Please format the part of the data below that opens with the line containing "Can you spot the pink" and closes with the line containing "x=721, y=368" as a Markdown table. Use the columns Row and Line, give each line a row number, and skip any blank lines.

--- START OF Records for processing ---

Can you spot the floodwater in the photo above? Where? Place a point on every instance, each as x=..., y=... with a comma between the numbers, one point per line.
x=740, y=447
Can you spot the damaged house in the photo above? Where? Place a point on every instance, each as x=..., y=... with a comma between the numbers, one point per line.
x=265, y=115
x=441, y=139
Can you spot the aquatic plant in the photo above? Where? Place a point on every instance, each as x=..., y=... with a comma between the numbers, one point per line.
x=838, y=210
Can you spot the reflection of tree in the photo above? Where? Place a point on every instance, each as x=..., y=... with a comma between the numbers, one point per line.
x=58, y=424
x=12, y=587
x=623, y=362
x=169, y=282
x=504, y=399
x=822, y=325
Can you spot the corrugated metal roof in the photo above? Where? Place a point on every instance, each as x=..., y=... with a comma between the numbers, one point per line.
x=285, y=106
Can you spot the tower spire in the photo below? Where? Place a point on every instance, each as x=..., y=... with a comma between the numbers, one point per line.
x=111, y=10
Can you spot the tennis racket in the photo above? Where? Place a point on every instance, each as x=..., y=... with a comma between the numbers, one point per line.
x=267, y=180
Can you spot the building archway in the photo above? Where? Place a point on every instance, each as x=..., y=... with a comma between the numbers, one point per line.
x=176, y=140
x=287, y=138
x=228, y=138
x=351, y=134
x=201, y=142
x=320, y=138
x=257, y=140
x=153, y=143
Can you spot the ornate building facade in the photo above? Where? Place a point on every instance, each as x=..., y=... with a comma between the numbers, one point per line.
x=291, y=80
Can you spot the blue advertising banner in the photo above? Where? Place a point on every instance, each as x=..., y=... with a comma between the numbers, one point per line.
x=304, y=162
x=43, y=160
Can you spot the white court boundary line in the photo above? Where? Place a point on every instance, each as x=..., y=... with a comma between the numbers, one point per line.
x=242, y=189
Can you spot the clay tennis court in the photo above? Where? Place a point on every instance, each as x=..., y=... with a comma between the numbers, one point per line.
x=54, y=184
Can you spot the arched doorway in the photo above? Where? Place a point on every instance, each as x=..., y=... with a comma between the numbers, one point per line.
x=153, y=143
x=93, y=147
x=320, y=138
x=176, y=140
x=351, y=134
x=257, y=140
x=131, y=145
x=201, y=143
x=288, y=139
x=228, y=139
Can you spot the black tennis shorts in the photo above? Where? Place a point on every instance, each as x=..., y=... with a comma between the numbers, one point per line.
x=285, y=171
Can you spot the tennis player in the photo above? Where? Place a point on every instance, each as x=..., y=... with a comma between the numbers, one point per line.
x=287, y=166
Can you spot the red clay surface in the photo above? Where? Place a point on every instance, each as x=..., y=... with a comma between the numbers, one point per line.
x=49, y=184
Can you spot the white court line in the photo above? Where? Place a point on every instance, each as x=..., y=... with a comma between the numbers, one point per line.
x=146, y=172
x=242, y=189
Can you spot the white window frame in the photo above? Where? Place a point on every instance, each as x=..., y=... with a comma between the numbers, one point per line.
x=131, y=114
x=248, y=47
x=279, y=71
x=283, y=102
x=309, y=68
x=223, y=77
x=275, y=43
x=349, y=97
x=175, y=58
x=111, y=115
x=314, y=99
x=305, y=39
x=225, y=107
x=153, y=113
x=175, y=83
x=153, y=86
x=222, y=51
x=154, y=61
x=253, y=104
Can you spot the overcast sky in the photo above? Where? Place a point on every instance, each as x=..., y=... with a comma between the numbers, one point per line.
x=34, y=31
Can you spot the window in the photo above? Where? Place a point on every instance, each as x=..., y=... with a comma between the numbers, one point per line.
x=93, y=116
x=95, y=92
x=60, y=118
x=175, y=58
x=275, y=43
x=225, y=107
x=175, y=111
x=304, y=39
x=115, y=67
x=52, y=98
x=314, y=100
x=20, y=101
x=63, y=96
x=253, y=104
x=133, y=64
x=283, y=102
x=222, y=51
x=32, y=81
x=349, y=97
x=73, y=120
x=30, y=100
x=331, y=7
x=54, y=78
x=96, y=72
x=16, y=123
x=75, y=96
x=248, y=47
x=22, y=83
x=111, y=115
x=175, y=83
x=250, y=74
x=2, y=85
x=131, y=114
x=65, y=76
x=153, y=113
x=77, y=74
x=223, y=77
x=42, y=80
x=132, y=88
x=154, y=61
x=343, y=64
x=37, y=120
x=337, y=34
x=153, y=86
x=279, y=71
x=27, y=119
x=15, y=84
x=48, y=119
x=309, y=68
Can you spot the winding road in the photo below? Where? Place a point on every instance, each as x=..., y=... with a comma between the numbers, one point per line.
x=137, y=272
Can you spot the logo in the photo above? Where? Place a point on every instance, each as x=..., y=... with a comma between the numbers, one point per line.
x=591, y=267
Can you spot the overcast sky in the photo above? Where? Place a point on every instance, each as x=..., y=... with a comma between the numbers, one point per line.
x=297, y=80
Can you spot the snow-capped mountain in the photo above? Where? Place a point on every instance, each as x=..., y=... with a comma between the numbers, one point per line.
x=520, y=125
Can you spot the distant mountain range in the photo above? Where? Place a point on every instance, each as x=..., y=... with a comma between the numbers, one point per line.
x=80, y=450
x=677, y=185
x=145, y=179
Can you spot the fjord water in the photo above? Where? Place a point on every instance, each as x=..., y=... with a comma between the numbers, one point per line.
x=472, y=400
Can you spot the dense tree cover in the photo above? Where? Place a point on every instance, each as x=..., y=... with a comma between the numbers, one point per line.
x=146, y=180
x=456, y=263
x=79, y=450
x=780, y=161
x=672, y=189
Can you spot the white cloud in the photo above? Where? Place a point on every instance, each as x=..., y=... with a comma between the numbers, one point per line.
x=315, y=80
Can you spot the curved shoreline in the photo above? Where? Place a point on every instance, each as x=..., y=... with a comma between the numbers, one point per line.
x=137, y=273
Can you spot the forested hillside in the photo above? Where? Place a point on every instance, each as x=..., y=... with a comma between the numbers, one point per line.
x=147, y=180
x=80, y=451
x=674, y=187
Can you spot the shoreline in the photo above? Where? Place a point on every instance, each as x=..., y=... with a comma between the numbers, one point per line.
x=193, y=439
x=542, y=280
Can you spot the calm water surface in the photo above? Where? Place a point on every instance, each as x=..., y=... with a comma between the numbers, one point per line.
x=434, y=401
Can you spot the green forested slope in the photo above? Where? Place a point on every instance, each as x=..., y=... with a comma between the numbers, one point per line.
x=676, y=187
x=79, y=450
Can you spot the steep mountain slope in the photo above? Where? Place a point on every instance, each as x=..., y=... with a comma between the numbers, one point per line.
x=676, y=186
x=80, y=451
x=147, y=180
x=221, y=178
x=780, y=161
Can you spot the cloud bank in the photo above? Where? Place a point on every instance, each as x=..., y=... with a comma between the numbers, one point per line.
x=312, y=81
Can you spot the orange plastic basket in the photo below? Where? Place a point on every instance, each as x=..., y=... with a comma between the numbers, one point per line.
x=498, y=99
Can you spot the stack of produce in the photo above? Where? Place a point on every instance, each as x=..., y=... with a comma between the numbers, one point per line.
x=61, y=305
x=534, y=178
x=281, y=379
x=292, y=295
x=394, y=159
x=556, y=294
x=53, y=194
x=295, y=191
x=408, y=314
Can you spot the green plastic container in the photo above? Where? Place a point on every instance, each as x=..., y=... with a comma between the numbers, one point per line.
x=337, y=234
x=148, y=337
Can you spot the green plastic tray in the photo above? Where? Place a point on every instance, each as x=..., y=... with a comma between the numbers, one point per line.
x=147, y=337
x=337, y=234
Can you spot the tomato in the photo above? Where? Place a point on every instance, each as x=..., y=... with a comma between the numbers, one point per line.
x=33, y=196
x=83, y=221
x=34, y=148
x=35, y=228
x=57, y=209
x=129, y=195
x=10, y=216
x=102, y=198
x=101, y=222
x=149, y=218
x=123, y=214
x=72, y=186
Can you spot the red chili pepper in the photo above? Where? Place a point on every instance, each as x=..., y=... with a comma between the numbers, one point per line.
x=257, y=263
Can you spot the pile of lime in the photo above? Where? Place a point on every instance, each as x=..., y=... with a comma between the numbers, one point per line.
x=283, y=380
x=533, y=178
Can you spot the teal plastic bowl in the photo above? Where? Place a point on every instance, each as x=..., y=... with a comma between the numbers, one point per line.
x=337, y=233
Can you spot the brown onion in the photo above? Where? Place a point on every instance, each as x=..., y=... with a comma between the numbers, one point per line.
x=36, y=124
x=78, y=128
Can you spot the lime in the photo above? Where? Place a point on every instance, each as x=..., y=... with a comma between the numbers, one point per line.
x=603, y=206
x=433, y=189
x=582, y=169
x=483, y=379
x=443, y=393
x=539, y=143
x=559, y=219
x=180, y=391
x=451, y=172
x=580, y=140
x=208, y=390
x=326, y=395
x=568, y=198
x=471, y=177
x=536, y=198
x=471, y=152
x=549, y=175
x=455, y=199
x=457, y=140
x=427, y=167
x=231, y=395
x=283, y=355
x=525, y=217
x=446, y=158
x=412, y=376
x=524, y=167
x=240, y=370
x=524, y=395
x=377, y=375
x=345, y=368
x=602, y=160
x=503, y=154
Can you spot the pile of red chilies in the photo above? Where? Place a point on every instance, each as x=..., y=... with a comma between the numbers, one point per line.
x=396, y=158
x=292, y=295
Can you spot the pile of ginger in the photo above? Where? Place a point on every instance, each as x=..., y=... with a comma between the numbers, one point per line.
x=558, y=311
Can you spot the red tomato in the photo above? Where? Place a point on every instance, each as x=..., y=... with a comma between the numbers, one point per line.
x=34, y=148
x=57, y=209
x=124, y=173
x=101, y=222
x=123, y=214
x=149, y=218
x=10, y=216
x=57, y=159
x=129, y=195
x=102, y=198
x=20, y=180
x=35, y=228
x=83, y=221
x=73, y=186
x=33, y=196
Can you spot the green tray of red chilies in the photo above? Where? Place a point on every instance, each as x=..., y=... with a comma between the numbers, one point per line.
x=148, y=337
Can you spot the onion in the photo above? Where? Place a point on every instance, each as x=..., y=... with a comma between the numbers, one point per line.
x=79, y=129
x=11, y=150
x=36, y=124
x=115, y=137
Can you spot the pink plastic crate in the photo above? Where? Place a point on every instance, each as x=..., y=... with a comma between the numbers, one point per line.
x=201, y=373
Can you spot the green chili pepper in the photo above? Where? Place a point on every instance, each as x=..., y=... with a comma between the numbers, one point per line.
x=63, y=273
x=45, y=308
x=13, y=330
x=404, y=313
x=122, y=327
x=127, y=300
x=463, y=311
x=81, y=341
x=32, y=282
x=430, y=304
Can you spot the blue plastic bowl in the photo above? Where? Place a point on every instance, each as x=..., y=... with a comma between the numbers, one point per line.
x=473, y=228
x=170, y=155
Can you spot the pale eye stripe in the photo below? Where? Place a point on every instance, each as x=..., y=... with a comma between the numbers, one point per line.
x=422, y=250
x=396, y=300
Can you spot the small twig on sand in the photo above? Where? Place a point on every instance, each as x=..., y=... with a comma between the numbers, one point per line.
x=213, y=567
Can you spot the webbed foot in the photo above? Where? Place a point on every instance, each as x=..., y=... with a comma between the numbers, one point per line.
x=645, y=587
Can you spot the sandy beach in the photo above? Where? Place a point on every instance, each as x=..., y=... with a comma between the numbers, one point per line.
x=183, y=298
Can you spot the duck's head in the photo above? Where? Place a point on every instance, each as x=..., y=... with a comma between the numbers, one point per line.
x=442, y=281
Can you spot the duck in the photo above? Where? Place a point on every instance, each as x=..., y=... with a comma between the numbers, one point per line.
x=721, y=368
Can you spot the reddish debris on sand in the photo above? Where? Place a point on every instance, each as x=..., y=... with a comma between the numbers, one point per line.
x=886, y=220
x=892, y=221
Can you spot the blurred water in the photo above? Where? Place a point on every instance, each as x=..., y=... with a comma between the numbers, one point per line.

--- END OF Records for processing ---

* [In response]:
| Row | Line |
|---|---|
| 1 | Can you spot the pink plastic crate in the photo above? Where? Place a point on every instance, each as x=..., y=... with a comma between the numbers, one point per line. |
| 2 | x=201, y=373 |
| 3 | Can you spot the green chili pepper in the photo above? Where? Place a point on every instance, each as x=..., y=... with a comma between the numbers, one point per line. |
| 4 | x=63, y=273 |
| 5 | x=45, y=308 |
| 6 | x=13, y=330 |
| 7 | x=404, y=313 |
| 8 | x=122, y=327 |
| 9 | x=127, y=300 |
| 10 | x=463, y=311 |
| 11 | x=81, y=341 |
| 12 | x=32, y=282 |
| 13 | x=430, y=304 |
| 14 | Can you spot the blue plastic bowl in the photo above? Where? Place a point on every instance, each as x=..., y=... with a comma between the numbers, one point per line. |
| 15 | x=473, y=228 |
| 16 | x=170, y=155 |
| 17 | Can you spot the pale eye stripe in the photo below? Where? Place a point on every instance, each as x=..., y=... with a comma between the numbers, one point per line. |
| 18 | x=422, y=250 |
| 19 | x=396, y=300 |
| 20 | Can you spot the small twig on sand in the photo above? Where? Place a point on every instance, each as x=..., y=... with a comma between the numbers, one point per line. |
| 21 | x=213, y=567 |
| 22 | Can you spot the webbed foot in the photo above? Where? Place a point on every instance, each as x=..., y=... with a comma between the numbers, one point per line. |
| 23 | x=645, y=587 |
| 24 | Can you spot the sandy beach in the photo above? Where? Place a point on every instance, each as x=..., y=... with a comma between the numbers, one point per line. |
| 25 | x=183, y=298 |
| 26 | Can you spot the duck's head in the photo above? Where? Place a point on every instance, each as x=..., y=... with a comma between the numbers, one point per line. |
| 27 | x=442, y=281 |
| 28 | Can you spot the duck in the photo above? Where? Place a point on every instance, each as x=..., y=... with a comma between the numbers, one point per line. |
| 29 | x=721, y=368 |